Starting with the line that contains "Q: Outline the racing" and going on through the end of the entries below, turn those lines into a numbered list, leaving out any blank lines.
-=-=-=-=-
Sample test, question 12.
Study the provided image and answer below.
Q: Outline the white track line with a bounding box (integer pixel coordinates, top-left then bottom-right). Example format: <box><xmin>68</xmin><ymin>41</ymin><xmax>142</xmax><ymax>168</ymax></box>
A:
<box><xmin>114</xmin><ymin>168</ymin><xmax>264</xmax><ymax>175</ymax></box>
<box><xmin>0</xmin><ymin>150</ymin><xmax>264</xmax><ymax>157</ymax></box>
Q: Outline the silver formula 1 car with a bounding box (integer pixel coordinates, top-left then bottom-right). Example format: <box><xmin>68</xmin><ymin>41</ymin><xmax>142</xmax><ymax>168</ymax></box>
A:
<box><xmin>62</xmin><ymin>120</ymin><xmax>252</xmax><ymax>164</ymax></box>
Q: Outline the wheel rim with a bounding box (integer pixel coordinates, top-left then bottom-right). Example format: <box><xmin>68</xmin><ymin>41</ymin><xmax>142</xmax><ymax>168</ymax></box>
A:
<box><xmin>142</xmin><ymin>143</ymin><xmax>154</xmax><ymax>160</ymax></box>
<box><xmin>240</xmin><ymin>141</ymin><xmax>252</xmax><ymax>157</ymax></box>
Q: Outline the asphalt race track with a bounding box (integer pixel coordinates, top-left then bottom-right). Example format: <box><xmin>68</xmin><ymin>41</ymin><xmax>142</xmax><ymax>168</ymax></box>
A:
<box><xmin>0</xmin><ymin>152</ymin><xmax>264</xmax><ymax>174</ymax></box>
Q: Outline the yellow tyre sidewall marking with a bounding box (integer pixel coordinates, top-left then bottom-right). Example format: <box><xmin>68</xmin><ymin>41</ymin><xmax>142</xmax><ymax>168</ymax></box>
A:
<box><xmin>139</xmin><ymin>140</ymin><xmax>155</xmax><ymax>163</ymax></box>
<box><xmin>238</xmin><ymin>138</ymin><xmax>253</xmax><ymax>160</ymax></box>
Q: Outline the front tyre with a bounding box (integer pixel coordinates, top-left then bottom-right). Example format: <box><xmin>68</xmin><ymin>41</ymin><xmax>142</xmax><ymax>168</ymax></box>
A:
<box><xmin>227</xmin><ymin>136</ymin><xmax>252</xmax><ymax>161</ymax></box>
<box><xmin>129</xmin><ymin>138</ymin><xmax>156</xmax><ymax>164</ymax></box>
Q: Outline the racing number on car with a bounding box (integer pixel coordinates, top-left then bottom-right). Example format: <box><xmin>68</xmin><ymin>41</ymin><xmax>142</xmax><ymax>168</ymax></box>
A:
-=-=-=-=-
--- Finished exercise ---
1. Q: Outline the racing number on car with a bounding box (integer pixel coordinates, top-left then bottom-right). Example format: <box><xmin>68</xmin><ymin>41</ymin><xmax>142</xmax><ymax>168</ymax></box>
2. A:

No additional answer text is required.